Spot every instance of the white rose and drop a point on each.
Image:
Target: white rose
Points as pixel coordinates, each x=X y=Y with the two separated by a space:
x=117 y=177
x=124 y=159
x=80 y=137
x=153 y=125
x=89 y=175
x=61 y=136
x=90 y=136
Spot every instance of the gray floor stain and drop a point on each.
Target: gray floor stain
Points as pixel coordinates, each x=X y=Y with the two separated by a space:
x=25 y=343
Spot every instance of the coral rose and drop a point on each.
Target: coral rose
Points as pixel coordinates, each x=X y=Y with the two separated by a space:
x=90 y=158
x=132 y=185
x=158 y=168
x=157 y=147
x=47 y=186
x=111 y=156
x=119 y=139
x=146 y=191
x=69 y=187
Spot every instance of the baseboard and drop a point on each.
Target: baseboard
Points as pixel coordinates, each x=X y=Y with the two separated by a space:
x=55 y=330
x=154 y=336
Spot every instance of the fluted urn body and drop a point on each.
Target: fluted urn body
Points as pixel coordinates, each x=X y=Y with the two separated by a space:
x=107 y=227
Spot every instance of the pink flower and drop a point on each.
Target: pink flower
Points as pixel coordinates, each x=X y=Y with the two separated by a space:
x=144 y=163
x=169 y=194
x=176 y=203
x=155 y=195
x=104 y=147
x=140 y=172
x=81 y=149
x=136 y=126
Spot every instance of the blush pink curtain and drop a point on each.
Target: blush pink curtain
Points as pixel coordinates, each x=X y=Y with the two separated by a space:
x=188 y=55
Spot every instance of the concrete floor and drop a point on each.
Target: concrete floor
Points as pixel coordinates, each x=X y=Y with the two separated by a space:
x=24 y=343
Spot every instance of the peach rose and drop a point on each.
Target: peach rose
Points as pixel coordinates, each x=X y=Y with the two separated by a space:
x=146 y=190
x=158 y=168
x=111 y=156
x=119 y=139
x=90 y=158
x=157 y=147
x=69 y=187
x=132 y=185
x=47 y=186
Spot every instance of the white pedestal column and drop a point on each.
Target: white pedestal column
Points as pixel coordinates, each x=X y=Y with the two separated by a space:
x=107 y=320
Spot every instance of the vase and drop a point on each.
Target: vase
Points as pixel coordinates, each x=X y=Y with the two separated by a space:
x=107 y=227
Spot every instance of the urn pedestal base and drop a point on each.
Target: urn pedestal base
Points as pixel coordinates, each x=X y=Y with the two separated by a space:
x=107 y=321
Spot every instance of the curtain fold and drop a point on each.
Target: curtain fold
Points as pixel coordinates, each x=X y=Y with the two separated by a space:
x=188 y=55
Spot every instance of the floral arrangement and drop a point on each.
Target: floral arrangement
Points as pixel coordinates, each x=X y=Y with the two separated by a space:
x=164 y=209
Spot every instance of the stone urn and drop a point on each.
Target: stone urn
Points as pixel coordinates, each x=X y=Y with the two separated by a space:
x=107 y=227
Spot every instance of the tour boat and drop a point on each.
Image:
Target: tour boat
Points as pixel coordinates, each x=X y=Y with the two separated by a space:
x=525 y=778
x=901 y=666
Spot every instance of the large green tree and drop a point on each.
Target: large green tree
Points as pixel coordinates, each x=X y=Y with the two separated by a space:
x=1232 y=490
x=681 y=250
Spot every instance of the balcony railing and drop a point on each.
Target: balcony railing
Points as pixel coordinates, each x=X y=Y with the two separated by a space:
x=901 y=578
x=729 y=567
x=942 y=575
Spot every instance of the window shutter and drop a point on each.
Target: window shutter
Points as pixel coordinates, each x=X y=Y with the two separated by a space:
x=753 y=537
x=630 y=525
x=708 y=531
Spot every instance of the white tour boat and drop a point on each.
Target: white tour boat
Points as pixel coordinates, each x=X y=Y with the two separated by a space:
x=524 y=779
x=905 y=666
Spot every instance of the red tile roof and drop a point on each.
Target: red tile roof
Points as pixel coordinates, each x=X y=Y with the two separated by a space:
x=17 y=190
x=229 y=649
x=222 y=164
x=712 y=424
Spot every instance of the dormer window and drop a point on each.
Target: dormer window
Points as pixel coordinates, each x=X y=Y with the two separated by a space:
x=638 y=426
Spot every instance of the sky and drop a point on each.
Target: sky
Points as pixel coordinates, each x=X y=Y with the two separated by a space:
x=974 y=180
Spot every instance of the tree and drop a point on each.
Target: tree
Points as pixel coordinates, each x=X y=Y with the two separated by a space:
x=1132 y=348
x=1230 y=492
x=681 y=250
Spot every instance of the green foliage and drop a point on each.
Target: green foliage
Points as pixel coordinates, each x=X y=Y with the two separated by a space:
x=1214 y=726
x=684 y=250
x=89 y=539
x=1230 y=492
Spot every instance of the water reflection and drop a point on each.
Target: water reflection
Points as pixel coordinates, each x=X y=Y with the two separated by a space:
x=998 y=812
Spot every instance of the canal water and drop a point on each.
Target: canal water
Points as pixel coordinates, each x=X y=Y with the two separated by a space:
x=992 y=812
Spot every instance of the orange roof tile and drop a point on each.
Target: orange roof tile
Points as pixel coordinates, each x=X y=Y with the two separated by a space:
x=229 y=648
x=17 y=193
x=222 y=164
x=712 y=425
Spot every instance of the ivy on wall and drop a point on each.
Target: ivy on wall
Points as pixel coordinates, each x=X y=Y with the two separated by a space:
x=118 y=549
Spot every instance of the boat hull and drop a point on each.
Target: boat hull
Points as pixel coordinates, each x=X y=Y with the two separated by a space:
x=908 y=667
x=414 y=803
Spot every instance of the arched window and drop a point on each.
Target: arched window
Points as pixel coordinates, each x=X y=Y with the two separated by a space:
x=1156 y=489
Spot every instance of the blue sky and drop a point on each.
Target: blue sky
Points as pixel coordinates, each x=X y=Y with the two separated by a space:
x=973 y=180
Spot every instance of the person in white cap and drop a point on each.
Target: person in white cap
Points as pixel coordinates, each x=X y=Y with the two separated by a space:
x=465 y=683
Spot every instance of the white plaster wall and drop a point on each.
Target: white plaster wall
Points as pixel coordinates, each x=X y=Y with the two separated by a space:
● ● ● ●
> [ABOUT THIS EXERCISE]
Output exactly the lines of the material above from the one containing "Spot every instance of the gray" up to and including the one containing "Target: concrete floor".

> [WRITTEN SOLUTION]
Spot every instance of the gray floor stain and drop a point on each.
Target: gray floor stain
Points as pixel coordinates, each x=X y=Y with the two separated by a space:
x=25 y=343
Spot every instance of the coral rose and drop a point on each.
Target: coral rose
Points as pixel coordinates, each x=X y=Y with the two separated by a space:
x=90 y=158
x=132 y=185
x=158 y=168
x=157 y=147
x=47 y=186
x=111 y=156
x=119 y=139
x=146 y=191
x=69 y=187
Spot every instance of the baseboard and drop a point on each.
Target: baseboard
Points as pixel coordinates, each x=X y=Y with the two separated by a space:
x=55 y=330
x=154 y=336
Spot every instance of the fluted urn body and drop a point on each.
Target: fluted urn body
Points as pixel coordinates, each x=X y=Y with the two separated by a space:
x=107 y=227
Spot every instance of the pink flower and drop a point on each.
Target: pink flower
Points as pixel coordinates, each x=X y=Y with the two separated by a space:
x=144 y=163
x=169 y=194
x=176 y=203
x=155 y=195
x=104 y=147
x=140 y=172
x=81 y=149
x=136 y=126
Spot every instance of the blush pink curtain and drop a point on each.
Target: blush pink curtain
Points as pixel coordinates, each x=X y=Y with the two separated by a space:
x=188 y=55
Spot every instance of the concrete floor and drop a point on each.
Target: concrete floor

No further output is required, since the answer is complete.